Data shown →
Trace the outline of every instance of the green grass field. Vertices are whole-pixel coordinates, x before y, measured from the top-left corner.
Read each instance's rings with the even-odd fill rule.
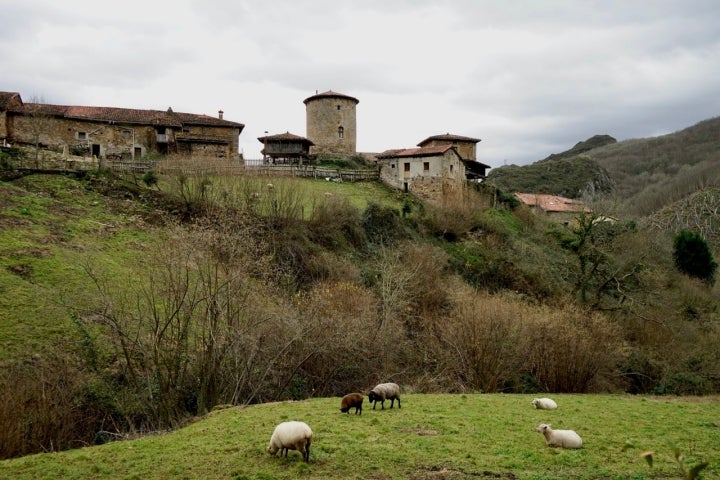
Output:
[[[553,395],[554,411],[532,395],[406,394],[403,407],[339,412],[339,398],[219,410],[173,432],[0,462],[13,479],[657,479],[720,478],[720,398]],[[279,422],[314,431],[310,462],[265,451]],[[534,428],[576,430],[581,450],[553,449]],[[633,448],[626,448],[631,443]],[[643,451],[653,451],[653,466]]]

==

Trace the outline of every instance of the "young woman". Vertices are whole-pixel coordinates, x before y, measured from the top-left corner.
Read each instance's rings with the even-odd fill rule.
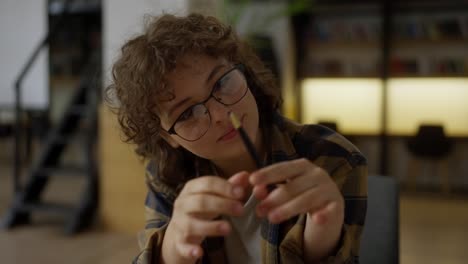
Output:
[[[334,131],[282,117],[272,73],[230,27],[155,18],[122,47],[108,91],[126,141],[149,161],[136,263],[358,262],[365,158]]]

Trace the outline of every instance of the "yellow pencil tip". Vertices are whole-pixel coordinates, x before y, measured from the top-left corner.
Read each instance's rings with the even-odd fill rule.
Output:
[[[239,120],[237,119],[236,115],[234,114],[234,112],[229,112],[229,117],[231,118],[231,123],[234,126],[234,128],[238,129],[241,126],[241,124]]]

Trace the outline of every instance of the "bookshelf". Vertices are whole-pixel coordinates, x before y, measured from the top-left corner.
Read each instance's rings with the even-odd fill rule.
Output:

Assigned task → What lines in the material above contain the word "Trace"? Copy them out.

Problem solution →
Trace the outline of every instance of the green grass field. Vertices are whole-pixel coordinates, x before y, measured from the top-left corner.
Trace the outline of every instance of the "young woman". Vertices are whole-pixel coordinates, x before y, measured from the top-left corner.
Trace the outline of every instance of the "yellow pencil tip". Vertices are whole-pixel coordinates, x before y, measured from the top-left corner.
Trace the outline of every instance of the "bookshelf". Vertices are whole-pixel coordinates, x before y, measured from the top-left corner.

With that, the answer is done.